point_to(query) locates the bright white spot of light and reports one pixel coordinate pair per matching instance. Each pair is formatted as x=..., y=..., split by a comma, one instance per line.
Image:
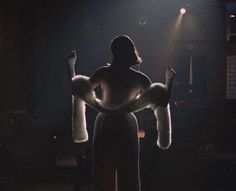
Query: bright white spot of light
x=182, y=10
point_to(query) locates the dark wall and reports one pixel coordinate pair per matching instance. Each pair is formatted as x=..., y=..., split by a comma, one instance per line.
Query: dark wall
x=46, y=31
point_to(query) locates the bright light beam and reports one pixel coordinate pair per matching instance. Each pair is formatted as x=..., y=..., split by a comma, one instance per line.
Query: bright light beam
x=182, y=11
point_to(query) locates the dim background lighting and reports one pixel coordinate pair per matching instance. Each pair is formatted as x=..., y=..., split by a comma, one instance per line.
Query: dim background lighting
x=183, y=11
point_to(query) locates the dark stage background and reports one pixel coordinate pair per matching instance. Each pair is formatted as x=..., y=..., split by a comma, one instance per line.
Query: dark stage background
x=35, y=127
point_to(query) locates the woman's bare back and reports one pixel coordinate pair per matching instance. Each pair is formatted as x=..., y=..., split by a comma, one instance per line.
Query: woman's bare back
x=119, y=85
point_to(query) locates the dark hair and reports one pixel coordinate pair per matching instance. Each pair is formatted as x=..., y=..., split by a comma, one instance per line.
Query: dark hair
x=124, y=51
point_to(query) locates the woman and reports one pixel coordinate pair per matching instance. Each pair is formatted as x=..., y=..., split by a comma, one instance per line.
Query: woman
x=115, y=141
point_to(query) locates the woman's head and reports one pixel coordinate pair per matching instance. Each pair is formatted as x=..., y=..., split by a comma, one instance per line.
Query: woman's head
x=124, y=51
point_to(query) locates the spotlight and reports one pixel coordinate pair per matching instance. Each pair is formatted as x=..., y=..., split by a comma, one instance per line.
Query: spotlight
x=182, y=11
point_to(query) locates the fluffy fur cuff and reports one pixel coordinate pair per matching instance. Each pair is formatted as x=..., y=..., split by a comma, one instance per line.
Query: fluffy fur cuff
x=163, y=126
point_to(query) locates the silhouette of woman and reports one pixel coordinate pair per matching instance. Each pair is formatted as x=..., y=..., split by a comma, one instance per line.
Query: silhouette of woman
x=115, y=141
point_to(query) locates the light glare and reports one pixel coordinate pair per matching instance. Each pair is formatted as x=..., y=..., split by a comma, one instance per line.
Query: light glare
x=182, y=10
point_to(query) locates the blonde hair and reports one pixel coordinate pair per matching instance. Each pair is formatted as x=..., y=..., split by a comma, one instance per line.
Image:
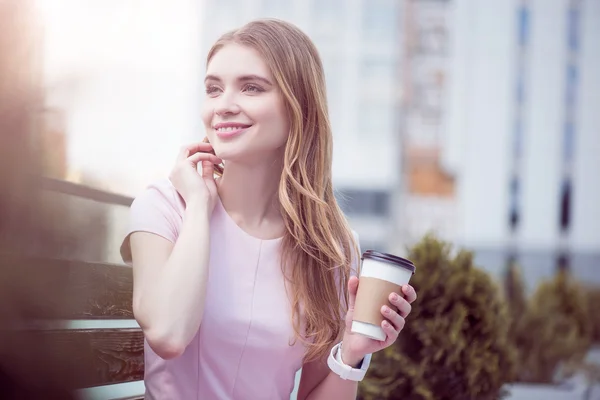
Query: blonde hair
x=318, y=245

• **What is required**
Copy all of the material above word for word, but leave the pictures out.

• **Solution to this exercise**
point_to(query) locates the bright white spot of light and reports one pixel coordinate pair per matching instance. Each pair is formatted as x=..., y=..., split by a comma, one instance per line.
Image:
Query: bright white spot of light
x=182, y=10
point_to(query) locates the dark wall and reports one pixel coordinate pair per matching instance. Each pair is formatted as x=..., y=..., split by a comma, one instance per line.
Query: dark wall
x=46, y=31
point_to(query) locates the bright light beam and reports one pixel coordinate pair per matching instance. Each pair is formatted as x=..., y=..., split by a comma, one instance per line.
Query: bright light beam
x=182, y=11
point_to(query) locates the dim background lighting and reports one pixel coordinate pair per matching instance. Each pair is formatted as x=..., y=..., split by a comma, one instance per line.
Query: dim background lighting
x=183, y=11
point_to(query) locates the dark stage background and reports one pixel coordinate pair per matching instance. Each pair is formatted as x=..., y=..., split by a comma, one instance per line.
Query: dark stage background
x=35, y=127
point_to(query) locates the woman's bare back and reports one pixel coordinate pair per matching instance. Each pair is formatted as x=..., y=..., split by a comma, one instance per line.
Query: woman's bare back
x=119, y=85
point_to(query) locates the dark hair and reports one pixel coordinate pair per matching instance. Each pair is formatted as x=..., y=..., split by a comma, one instance per line.
Query: dark hair
x=124, y=51
point_to(query) locates the woman and reports one pixel coordinate pair per matching instance. Each pair is formatted as x=..., y=..., split by a comma, one instance per line.
Query: woman
x=115, y=141
point_to(query) locates the woman's head and reports one pixel coordinate pair per matching instance. Each pair is formatted as x=..., y=..., split by a comma, one instance per line.
Query: woman's head
x=124, y=51
point_to(query) locates the spotlight and reports one pixel coordinate pair per matching instance. Each pair is formatted as x=..., y=..., split by a comma, one instance per line.
Query: spotlight
x=182, y=11
point_to(query) locates the fluffy fur cuff and reports one pixel coordinate pair per matching instance. Each pair is formatted as x=..., y=..., split by a comma, one instance per line.
Query: fluffy fur cuff
x=163, y=126
point_to(query) locates the silhouette of woman and reports one pixel coordinate pair per matching instance. Each pair is formatted as x=..., y=..., split by a comma, one instance per line.
Query: silhouette of woman
x=115, y=141
point_to(query) locates the light glare and reports one pixel coordinate pair per matching instance. Each pair is formatted as x=..., y=..., split by a comma, one instance per line.
Query: light glare
x=182, y=10
point_to(query) locates the blonde hair and reports one pixel coordinate pair per matching instance. Each pair is formatted as x=..., y=..., split by a comma, one instance per line.
Image:
Query: blonde hair
x=318, y=245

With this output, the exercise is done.